▶ _取り組む内容_:
下の本文抜粋を読み、次の問いに答えてください。
1. 本件売買契約で、被控訴人クラレが本件土地を何として使用することが契約上の債務とされていますか。
2. 被控訴人クラレは、本件土地を誰に譲渡することについて岡山県の了承を求めましたか。
3. 被控訴人加藤が就いていた職は何ですか。

要するに本件売買契約において被控訴人クラレが本件土地を工場敷地として使用することは同被控訴人の契約上の債務ではあつたが、これについて履行期の定めはなかつたから、同被控訴人が岡山県に対し本件土地を被控訴人三菱重工に譲渡することについて了承を求めても、これによつて岡山県に対し本件売買契約の解除権を生ぜしめるものではなく、従つて岡山県知事であつた被控訴人加藤に解除権行使の義務を認める余地はないといわざるを得ない。そして被控訴人クラレが本件土地を被控訴人三菱重工に譲渡するについて岡山県の了承を得たことは先に認定したとおりであるから、この譲渡によつて岡山県が本件売買契約の解除権を取得したとすることもできない。若し被控訴人加藤に責められるべき点ありとするならば、それは同人が岡山県知事として被控訴人クラレに対し右の了承を与えたことにあるというほかない。蓋し一旦右の了承を与えれば最早岡山県が被控訴人クラレに対し本件土地を工場敷地として利用すべき債務の不履行を理由に本件売買契約を解除する権利は失われることになるといわざるを得ないからである。」
3 同二六枚目表六行目冒頭から二七枚目表二行目末尾までを次のとおり改める。
「三 そこで次に岡山県知事の職にあつた被控訴人加藤が被控訴人クラレに対し前記の了承を与えたことによつて如何なる責任を負うかについて判断する(控訴人の主張にはこの判断を求める趣旨が明示されていないが、被控訴人県知事が善良な管理者としての注意義務を怠つたという主張、被控訴人加藤が県知事として本件土地売買契約につき有した解除権、取消権の放棄又は不行使の合意をしたとの主張がある以上、控訴人の主張を逸脱して判断を与えたことにはならないものと解する。)。

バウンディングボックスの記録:
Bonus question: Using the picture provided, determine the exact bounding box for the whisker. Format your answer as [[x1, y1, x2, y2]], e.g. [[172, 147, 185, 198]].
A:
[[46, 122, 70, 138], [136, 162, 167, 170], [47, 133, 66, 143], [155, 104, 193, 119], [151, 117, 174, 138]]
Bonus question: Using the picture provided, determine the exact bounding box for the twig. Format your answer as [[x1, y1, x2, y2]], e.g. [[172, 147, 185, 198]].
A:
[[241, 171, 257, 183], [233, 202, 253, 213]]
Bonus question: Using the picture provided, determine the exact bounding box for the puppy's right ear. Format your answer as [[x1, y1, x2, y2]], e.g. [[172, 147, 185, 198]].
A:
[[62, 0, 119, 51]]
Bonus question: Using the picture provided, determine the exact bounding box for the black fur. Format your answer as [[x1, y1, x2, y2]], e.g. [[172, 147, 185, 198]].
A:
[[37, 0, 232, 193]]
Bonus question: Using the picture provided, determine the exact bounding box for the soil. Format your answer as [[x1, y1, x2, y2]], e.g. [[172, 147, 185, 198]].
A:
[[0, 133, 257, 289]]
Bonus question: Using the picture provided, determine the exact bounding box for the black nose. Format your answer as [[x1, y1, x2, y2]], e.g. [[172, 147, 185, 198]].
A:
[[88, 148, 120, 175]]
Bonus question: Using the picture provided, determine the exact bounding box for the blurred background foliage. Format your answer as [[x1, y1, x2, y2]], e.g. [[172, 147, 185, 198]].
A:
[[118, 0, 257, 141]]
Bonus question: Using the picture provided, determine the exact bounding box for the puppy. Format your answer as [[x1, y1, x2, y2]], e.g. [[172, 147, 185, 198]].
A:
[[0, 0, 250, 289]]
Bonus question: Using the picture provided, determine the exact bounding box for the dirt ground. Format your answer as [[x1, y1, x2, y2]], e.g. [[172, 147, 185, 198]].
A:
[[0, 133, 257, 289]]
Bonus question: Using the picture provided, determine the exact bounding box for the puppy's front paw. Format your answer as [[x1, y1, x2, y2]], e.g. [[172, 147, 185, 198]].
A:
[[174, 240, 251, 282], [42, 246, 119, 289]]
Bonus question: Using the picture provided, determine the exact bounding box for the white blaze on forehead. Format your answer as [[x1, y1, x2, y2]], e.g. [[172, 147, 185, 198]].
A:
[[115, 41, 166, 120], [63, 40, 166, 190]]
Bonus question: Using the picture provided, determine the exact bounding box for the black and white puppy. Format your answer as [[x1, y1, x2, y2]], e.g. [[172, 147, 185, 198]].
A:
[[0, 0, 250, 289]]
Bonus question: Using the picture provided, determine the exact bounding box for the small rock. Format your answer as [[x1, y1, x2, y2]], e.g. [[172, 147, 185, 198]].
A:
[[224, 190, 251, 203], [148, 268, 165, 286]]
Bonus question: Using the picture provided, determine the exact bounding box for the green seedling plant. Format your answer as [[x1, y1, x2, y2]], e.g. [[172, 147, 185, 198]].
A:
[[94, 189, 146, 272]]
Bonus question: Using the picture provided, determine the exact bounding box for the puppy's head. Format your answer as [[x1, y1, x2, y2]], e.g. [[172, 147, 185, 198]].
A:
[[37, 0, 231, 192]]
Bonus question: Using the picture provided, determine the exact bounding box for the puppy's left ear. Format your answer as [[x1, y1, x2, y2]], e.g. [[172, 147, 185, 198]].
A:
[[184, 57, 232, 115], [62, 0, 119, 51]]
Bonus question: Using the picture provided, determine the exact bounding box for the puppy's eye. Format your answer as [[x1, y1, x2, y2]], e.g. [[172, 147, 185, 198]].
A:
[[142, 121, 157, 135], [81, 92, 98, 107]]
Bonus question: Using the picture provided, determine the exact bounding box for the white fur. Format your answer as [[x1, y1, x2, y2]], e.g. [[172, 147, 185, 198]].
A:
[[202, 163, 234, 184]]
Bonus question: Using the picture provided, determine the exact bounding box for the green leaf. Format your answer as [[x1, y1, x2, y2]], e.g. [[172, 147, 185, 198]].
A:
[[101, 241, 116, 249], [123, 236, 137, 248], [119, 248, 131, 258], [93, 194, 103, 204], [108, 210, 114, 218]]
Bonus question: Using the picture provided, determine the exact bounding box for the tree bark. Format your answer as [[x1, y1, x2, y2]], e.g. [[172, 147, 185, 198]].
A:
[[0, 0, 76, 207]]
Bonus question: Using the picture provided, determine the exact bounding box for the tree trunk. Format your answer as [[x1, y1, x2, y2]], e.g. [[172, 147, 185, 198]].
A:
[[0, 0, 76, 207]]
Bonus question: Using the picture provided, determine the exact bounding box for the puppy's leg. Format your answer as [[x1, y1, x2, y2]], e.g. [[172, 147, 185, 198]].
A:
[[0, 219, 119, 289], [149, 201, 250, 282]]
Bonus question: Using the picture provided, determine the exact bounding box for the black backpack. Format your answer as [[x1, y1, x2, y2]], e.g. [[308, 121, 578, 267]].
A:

▶ _回答内容_:
1. 本件土地を工場敷地として使用することが債務とされています。
2. 被控訴人三菱重工への譲渡について了承を求めました。
3. 岡山県知事の職に就いていました。